Document segment:
>> Begin

It’s not easy to save up a reasonable deposit for a new home. For first time buyers especially, that deposit is likely one of the most considerable sums of money they’ve ever had to save. With such a challenge, it’s a small wonder that gifted deposits are so popular.
House prices are high, and it’s becoming more challenging to get onto the property ladder. The cost of a house deposit has shot up, and that makes the property ladder a very distant dream for far too many people. Financial help is possible for some people, though, in the form of a gifted deposit.
As you might expect from the name, a gifted deposit is when someone gives you some money to help you buy a new home. It could be the total amount of the necessary deposit or simply a chunk of it. Sounds simple, right?
It’s not as straightforward as a parent or loved one depositing some cash into your savings account and wishing you well. It’s a little more complex than that, so let’s break it down.
When you want to buy a home, you need substantial money. The average request from mortgage lenders is that you have at least 5% of the total mortgage. But if you have more, then you have access to more options. You won’t need to have such a large mortgage, meaning that your monthly repayments can be significantly lower.
With a larger deposit, you also get more choices about who to sign up with as your mortgage provider. You can access cheaper mortgages the larger your deposit. So if you’ve saved up that 5%, you’ve done exceptionally well. But with a gifted deposit, a loved one can give that deposit a little (or even a considerable) boost.
A gifted deposit is just that: a gift. It’s not a loan or any kind of scheme. It’s a cash gift that you are not legally required to repay. Unlike a joint borrower sole proprietor mortgage, the person gifting you the cash won’t have their name listed on the property’s title deeds. So they don’t have any legal interest in the property at all. So for any parent that is looking for ways to help their children get on the property ladder, a gifted deposit is a no strings attached option.
In most cases, a gifted deposit is given by a family member (the bank of mum and dad is still one of the biggest mortgage lenders in the UK). The relatives gifting the deposit will usually be immediate family members, although some mortgage lenders will allow a partner to give a deposit in some cases. However, you will find that there are a lot of mortgage lenders who won’t accept a gifted deposit from anyone other than your parents.
In some cases, the person selling you the house will offer a gifted deposit in the hopes of a faster sale. This isn’t too common, but mortgage lenders are rarely going to agree to it. That’s even going to be the case if you’re planning to buy the property from your parents or other close family members.
It can take a lot of research to find the right mortgage, whether or not you’re using a gifted deposit. One option to make it easier to sort through those options is a mortgage broker. While not everyone needs a mortgage broker, they can be particularly beneficial if you’re getting a gifted deposit. They will be able to help you find the right deal depending on the amount you are gifted.
You’ll also need to let your conveyancing solicitor know that you’ve received a gifted deposit. One of the responsibilities of the conveyancing solicitor is to ensure that everything is legally above board, including anti-money laundering laws. There’s more work involved with a gifted deposit, so there will be an additional cost, but your solicitor should be 100% transparent about that.
Your solicitor will then get as much information as possible about how you will fund your house purchase. If you’re receiving a gifted deposit, your solicitor will then write to the person giving the gift to a) get confirmation of their identity and b) get evidence of the source of the gifted money. The gifter will also need to provide a letter that states they won’t be living in the house and confirm they have no legal interest in the property.

>> End

Set problem 1: According to the gifted-deposit text's final paragraph, what must the person giving a gifted deposit supply or confirm?

Point annotation dataset records

>> Begin

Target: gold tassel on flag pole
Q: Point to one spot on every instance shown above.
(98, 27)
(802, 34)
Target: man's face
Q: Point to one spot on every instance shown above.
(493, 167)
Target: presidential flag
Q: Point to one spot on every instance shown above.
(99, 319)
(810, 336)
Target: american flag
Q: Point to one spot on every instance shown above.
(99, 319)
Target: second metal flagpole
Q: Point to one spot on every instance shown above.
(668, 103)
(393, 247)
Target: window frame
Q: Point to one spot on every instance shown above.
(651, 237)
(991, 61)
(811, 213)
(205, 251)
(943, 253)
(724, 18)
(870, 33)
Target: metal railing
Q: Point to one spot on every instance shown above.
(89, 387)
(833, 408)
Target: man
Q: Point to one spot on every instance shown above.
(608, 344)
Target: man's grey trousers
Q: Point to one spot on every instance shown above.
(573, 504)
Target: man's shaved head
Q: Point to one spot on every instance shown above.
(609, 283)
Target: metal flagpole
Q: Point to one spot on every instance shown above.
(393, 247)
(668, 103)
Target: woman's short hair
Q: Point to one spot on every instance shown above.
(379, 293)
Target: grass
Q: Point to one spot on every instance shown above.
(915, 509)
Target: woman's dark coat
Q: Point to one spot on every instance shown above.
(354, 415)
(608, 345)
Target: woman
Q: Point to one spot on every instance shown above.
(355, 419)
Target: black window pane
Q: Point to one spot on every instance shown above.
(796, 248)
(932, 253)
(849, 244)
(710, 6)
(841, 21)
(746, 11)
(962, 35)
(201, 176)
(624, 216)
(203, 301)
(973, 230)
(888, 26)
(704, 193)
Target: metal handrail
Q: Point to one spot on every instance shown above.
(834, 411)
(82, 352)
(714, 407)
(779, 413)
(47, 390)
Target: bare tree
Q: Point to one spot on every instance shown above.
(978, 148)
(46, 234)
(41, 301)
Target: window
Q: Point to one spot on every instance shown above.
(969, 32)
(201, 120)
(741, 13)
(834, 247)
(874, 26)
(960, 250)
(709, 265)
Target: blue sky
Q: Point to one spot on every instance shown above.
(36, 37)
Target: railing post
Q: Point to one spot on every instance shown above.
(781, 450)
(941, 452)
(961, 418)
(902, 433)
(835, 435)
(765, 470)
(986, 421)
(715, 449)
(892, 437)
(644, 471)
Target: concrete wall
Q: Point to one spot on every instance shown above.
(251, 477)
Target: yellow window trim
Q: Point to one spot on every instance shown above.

>> End

Set problem 2: Rewrite the records from the line containing "Target: black window pane" through the end of the records, requests included, shifting every coordinate by -48.

Finished answer 1:
- Confirmation of their identity
- Evidence of the source of the gifted money
- A letter stating they won't be living in the house
- Confirmation that they have no legal interest in the property

Finished answer 2:
Target: black window pane
Q: Point to one spot on every instance shown above.
(748, 200)
(884, 205)
(801, 196)
(662, -42)
(793, -27)
(698, -37)
(914, -13)
(153, 128)
(576, 168)
(155, 253)
(925, 182)
(840, -22)
(656, 145)
Target: metal handrail
Q: Point to one spot on every instance shown above.
(786, 363)
(34, 304)
(666, 359)
(731, 365)
(-1, 342)
Target: bare tree
Q: Point to one spot on every instance shown above.
(930, 100)
(-2, 186)
(-7, 253)
Target: window
Q: Point to one spot on every instance shown above.
(921, -16)
(153, 72)
(693, -35)
(786, 199)
(826, -22)
(912, 202)
(661, 217)
Target: blue sky
Q: Point to one spot on every instance shown above.
(-12, -11)
Target: railing post
Q: Point to one spot on every instance shown above.
(733, 402)
(893, 404)
(913, 370)
(854, 385)
(787, 387)
(717, 422)
(938, 373)
(667, 401)
(844, 389)
(596, 423)
Target: concrete wall
Q: Point to one spot on every instance shown above.
(203, 429)
Target: yellow window trim
Q: Point to one spot on every instance shown above.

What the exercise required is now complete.